▸ **Exercise details**
Nothing in the records may be altered, so transcribe them exactly.

▸ **Material for this task**
::::::::
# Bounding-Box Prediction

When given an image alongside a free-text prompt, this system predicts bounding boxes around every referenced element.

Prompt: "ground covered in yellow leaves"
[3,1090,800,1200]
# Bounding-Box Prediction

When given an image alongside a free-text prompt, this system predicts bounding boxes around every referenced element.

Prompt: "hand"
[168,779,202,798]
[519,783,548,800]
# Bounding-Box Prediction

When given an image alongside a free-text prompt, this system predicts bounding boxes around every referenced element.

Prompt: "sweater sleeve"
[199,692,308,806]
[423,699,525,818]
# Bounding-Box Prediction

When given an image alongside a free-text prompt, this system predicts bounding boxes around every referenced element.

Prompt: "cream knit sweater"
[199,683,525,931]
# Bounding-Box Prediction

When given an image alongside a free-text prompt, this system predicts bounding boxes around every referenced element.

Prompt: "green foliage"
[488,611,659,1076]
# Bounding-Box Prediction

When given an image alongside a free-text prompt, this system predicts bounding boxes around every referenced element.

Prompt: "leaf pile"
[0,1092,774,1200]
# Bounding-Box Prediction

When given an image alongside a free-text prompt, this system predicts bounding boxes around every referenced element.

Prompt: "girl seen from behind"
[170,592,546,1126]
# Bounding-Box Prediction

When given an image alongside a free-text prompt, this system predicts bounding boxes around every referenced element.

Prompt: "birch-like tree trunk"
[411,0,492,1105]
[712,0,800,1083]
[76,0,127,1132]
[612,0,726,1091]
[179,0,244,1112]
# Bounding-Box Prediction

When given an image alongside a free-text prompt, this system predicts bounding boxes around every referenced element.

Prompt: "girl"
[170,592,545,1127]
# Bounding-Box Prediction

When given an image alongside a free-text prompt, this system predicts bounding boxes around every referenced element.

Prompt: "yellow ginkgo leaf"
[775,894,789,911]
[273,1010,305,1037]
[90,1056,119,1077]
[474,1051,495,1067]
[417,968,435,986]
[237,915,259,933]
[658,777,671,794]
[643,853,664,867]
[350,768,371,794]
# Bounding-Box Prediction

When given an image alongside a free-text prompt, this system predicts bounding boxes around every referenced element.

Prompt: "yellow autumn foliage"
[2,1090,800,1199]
::::::::
▸ **Response area**
# Bounding-Box Prediction

When given an image alongside a free-text prompt, this system predicts bounding boxes around every referenced element.

Prompt: "ground covered in yellow leaves"
[3,1090,800,1200]
# Bounding-Box Prediction

When given an image alongside a free-text prompt, this system predicts bounding boxes around every referenced element.

Prompt: "hand"
[168,779,202,798]
[519,783,548,800]
# Bounding-Box Prediction

When given an image alongside a free-text prompt, this system predicts bounding boxes around every referenced element.

Prompt: "sweater sleeve"
[199,692,308,806]
[423,699,525,818]
# Bounding-Box Prediction

When given an image alongside a free-text prompt, this system predicts bounding boxes around every referenced element.

Prompt: "cream knit sweater"
[199,683,525,931]
# Bounding-Box Prediction

When given an image alongside a free-text prompt, this system predicts bounding boxes around every referenced element.

Prompt: "green foliage"
[488,611,659,1076]
# Bounding-Box Prediction

When given an image alongside a free-text prompt, this system predicts bounding boxes around every referenced element.

Prompt: "leaf pile"
[0,1092,774,1200]
# Bounding-Box Prediction

When given an image alongside a free-text prompt, this system predicts bounding boxes around every referenced element.

Prompt: "girl seen from behind"
[170,592,546,1126]
# Bounding-Box Prediction

When given an image alongside a free-text prompt, this system predicts bounding boxes around every referenced element.

Prompt: "birch-like tree trunk"
[411,0,492,1105]
[712,0,800,1083]
[76,0,127,1132]
[612,0,726,1091]
[179,0,244,1112]
# Bounding-Box Prediction

When given an image alongside a free-text prompt, this system predicts bounding boxes around every referenced element.

Prompt: "girl"
[170,592,545,1127]
# Bounding-Box Prediction

When given an image alongside a free-text prompt, this system predicts bounding boxes around every referenced element.

Prompt: "yellow ginkgo leaf"
[775,894,789,911]
[273,1010,305,1037]
[90,1056,119,1077]
[474,1051,495,1067]
[417,968,435,986]
[237,915,259,933]
[658,777,671,794]
[643,853,664,867]
[350,768,371,794]
# Bounding-Box Prediction

When given an image alongside a free-text prompt, this system predicts bounding boxes around every referenced element.

Prompt: "yellow autumn foliage"
[2,1090,800,1199]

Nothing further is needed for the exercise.